### Task inputs

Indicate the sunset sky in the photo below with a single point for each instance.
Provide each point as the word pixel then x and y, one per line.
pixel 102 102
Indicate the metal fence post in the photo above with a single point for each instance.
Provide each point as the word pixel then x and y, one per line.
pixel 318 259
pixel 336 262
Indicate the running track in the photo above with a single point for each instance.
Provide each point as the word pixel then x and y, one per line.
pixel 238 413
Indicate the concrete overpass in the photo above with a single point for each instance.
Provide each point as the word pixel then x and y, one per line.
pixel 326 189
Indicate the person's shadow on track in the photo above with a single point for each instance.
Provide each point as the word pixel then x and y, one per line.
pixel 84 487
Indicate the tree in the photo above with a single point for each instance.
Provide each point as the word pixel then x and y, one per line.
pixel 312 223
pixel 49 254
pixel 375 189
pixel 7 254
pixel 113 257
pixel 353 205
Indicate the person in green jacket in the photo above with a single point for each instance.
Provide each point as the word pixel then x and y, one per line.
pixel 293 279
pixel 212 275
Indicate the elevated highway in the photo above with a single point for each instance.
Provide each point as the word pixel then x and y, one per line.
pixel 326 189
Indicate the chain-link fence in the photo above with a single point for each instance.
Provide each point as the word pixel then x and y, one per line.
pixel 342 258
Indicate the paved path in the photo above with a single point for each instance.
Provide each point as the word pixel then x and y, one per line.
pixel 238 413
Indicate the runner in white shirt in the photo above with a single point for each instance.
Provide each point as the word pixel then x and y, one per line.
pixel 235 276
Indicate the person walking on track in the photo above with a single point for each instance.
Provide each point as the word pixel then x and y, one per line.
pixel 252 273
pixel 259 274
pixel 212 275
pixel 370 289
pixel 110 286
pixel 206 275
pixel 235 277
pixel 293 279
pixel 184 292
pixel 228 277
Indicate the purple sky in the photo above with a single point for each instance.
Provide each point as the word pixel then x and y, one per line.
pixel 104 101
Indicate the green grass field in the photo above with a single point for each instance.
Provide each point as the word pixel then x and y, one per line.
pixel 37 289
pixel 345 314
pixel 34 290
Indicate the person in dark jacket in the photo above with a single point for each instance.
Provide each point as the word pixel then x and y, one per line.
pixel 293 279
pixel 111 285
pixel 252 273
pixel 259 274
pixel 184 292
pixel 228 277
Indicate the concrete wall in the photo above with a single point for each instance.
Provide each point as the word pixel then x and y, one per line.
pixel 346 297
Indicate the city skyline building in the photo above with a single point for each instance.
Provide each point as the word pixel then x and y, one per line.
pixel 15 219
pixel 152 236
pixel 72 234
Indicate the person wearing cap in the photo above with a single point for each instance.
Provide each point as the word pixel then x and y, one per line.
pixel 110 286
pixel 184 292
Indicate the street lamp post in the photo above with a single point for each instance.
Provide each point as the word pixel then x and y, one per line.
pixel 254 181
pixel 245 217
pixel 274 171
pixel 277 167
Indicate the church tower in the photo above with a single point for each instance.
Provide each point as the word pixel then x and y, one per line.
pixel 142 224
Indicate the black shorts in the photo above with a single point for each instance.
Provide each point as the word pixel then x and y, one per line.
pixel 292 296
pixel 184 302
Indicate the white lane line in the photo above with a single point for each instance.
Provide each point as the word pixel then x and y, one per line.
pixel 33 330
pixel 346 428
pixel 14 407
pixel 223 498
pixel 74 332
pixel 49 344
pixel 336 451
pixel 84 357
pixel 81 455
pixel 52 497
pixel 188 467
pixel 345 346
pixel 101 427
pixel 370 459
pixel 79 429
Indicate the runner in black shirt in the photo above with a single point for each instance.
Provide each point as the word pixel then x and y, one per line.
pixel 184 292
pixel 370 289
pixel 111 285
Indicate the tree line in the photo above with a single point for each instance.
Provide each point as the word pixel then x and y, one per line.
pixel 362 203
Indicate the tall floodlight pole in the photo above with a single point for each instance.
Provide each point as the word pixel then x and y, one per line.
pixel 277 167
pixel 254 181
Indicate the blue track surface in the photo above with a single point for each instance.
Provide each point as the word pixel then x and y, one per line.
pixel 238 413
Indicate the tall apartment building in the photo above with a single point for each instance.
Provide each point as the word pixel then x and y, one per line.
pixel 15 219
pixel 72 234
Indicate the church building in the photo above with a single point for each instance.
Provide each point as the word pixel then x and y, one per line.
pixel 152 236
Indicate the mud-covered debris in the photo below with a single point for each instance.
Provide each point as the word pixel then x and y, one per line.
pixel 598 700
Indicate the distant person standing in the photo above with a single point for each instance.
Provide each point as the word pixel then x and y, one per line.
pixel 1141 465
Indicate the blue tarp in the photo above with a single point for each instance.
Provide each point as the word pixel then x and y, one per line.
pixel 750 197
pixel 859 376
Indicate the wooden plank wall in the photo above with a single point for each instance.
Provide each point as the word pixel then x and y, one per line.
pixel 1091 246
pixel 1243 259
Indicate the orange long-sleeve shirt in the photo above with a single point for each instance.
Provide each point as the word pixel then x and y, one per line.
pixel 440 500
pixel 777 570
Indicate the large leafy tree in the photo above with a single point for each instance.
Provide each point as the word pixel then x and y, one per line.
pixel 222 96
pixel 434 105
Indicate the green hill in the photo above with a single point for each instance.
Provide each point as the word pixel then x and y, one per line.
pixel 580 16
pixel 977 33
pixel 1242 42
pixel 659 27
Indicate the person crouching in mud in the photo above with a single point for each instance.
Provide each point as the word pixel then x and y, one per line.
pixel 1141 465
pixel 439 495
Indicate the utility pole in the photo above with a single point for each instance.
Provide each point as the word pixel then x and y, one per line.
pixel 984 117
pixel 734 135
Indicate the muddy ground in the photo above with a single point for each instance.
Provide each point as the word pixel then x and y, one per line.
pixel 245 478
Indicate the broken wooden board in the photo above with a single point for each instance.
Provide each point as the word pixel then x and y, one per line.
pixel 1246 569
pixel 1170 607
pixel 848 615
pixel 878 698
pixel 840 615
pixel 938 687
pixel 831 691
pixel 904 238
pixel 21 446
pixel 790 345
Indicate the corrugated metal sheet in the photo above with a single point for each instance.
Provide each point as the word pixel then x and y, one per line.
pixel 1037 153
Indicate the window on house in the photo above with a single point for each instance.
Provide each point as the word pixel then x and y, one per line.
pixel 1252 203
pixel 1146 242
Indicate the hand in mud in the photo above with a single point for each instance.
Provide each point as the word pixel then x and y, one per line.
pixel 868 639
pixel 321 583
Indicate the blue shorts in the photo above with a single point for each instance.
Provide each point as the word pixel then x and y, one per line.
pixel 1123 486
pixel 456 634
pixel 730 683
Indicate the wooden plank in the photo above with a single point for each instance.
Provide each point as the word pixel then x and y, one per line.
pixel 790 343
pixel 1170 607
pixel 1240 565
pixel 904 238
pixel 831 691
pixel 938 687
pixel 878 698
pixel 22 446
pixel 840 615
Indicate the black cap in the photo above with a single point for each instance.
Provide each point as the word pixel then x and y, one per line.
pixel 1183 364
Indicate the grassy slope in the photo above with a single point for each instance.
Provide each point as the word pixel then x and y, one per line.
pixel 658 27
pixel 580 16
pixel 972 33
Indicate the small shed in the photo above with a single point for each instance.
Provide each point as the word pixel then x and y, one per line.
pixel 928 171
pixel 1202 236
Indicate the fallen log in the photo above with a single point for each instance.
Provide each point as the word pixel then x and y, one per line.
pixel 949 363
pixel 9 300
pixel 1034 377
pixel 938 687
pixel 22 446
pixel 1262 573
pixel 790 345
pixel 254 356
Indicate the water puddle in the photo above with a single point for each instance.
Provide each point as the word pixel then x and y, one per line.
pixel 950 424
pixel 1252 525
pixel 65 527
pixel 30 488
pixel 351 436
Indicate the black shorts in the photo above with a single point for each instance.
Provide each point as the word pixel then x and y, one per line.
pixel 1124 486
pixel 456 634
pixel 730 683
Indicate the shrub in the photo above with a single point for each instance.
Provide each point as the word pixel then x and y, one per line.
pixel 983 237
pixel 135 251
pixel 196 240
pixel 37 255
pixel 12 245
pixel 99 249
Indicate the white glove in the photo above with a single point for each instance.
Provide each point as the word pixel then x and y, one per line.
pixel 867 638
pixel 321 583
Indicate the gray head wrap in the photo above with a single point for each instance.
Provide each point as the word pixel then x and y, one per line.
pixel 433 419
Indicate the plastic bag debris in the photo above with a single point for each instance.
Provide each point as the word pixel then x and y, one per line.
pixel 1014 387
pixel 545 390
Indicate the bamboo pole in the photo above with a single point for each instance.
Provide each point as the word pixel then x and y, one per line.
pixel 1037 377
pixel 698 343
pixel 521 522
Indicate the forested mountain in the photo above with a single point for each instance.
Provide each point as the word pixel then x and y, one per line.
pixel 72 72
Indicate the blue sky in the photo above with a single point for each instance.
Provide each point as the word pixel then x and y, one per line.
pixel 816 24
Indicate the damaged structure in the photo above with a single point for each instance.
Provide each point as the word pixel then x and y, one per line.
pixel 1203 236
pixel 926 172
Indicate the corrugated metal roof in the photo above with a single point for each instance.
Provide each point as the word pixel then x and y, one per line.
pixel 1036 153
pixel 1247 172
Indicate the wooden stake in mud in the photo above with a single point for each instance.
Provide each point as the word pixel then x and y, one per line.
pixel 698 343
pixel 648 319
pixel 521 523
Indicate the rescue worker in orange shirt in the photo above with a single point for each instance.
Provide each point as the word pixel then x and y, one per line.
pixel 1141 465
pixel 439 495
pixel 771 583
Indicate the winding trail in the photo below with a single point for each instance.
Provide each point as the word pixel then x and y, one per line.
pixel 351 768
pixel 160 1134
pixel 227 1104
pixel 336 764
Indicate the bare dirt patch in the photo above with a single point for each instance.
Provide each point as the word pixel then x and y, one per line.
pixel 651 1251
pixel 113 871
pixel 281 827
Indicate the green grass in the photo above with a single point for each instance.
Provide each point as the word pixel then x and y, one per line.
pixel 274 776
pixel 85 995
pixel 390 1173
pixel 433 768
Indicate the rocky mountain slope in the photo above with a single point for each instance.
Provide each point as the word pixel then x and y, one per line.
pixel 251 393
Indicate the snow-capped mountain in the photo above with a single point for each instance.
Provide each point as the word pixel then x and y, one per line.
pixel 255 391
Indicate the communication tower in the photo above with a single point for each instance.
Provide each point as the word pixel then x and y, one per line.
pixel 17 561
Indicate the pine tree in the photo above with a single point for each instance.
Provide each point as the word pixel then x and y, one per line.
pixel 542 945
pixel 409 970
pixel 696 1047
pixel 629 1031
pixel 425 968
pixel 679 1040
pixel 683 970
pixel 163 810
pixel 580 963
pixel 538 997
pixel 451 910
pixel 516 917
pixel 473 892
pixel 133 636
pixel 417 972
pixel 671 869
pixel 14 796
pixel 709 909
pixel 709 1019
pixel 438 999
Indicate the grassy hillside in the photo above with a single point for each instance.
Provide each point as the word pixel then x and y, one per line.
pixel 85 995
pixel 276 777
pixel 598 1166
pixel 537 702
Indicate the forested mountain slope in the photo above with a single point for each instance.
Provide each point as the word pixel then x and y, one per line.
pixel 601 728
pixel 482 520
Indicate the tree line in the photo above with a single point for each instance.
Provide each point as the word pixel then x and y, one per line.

######

Aim: Render the rows as a JSON list of strings, one string per line with blank lines omitted, covering the part that opens with the line containing "Indicate the winding" and closes with the line containing "pixel 433 768", both included.

Solution:
[
  "Indicate the winding trail in the photo below with a single point for each instance.",
  "Provide each point as the word pixel then x and y, one per line.",
  "pixel 351 768",
  "pixel 160 1134",
  "pixel 227 1104",
  "pixel 336 764",
  "Indicate the bare dirt patch in the photo above with a single point for each instance.",
  "Provide each point as the word pixel then x and y, one per line.",
  "pixel 651 1251",
  "pixel 113 871",
  "pixel 281 827",
  "Indicate the green grass in the photo above with a single point for each instance.",
  "Provide each point as the word pixel then x and y, one per line.",
  "pixel 274 776",
  "pixel 85 995",
  "pixel 390 1173",
  "pixel 433 768"
]